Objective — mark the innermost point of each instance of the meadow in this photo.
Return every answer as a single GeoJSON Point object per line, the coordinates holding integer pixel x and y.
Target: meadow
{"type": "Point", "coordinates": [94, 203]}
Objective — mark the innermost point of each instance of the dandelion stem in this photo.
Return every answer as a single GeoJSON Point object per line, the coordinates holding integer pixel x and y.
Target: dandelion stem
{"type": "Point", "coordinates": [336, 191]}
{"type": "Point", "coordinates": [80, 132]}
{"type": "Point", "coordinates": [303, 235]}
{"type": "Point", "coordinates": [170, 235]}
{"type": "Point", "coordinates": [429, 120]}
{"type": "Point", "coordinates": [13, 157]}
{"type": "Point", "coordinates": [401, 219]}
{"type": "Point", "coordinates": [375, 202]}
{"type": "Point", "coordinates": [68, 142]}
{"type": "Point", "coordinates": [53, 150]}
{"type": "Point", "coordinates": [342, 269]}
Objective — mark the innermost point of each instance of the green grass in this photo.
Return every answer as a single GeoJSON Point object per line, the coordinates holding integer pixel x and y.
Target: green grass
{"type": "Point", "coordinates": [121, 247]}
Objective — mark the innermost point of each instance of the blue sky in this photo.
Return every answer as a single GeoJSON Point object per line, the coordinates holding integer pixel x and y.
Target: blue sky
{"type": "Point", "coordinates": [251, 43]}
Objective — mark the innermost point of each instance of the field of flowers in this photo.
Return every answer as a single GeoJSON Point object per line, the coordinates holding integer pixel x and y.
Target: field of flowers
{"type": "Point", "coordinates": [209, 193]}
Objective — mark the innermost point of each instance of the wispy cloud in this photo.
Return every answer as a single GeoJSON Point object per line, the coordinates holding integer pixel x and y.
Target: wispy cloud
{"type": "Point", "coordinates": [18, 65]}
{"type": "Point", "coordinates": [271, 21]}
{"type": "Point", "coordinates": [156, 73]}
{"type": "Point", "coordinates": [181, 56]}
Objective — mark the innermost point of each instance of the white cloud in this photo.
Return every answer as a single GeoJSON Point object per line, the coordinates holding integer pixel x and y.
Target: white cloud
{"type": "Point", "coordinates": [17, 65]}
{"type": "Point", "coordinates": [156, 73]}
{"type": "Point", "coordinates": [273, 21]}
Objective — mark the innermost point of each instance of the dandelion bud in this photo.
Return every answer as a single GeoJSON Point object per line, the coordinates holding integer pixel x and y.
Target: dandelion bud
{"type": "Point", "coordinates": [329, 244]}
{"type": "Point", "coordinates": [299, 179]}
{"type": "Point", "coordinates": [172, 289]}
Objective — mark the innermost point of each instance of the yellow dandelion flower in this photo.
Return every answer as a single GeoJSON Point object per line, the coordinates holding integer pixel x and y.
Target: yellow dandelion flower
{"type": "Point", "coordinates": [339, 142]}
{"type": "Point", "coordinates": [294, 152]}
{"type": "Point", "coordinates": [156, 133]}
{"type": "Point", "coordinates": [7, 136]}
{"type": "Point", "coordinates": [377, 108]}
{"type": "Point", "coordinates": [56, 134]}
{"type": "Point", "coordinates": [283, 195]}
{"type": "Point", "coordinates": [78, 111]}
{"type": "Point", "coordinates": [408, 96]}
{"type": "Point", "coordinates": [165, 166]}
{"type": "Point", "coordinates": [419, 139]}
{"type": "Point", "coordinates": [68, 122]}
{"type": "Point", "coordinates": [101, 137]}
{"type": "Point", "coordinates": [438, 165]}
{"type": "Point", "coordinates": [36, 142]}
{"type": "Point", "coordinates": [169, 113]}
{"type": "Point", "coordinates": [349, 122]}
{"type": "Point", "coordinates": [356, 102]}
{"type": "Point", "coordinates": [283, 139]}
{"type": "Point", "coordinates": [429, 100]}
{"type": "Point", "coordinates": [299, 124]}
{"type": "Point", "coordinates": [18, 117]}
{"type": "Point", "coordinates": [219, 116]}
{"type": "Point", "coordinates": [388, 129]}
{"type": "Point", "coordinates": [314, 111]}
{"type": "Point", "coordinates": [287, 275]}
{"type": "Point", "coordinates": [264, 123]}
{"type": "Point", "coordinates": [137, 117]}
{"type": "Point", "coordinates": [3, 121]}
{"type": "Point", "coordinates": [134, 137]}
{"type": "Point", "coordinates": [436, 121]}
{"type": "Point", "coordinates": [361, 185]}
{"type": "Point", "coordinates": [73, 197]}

* * * * * * *

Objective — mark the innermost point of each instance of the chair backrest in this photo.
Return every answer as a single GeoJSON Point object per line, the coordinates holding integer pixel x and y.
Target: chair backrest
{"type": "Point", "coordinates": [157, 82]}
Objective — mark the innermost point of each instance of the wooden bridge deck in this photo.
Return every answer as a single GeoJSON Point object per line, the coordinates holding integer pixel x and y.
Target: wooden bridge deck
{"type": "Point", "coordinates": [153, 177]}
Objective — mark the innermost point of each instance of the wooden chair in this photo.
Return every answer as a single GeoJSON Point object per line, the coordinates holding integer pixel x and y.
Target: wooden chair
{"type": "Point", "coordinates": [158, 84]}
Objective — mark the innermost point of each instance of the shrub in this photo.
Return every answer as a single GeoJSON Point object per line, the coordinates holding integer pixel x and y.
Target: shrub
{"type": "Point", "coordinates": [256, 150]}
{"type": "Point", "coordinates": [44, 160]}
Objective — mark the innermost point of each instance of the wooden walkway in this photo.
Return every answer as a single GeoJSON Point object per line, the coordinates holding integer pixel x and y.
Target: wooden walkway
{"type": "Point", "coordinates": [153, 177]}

* * * * * * *

> _DIRECTIONS_
List every line of the items above that contains the string "field", treating uppercase and lowercase letters as distinct.

> _ANSWER TO THE PROBLEM_
Objective — mark the innermost point of each instance of the field of flowers in this photo.
Target: field of flowers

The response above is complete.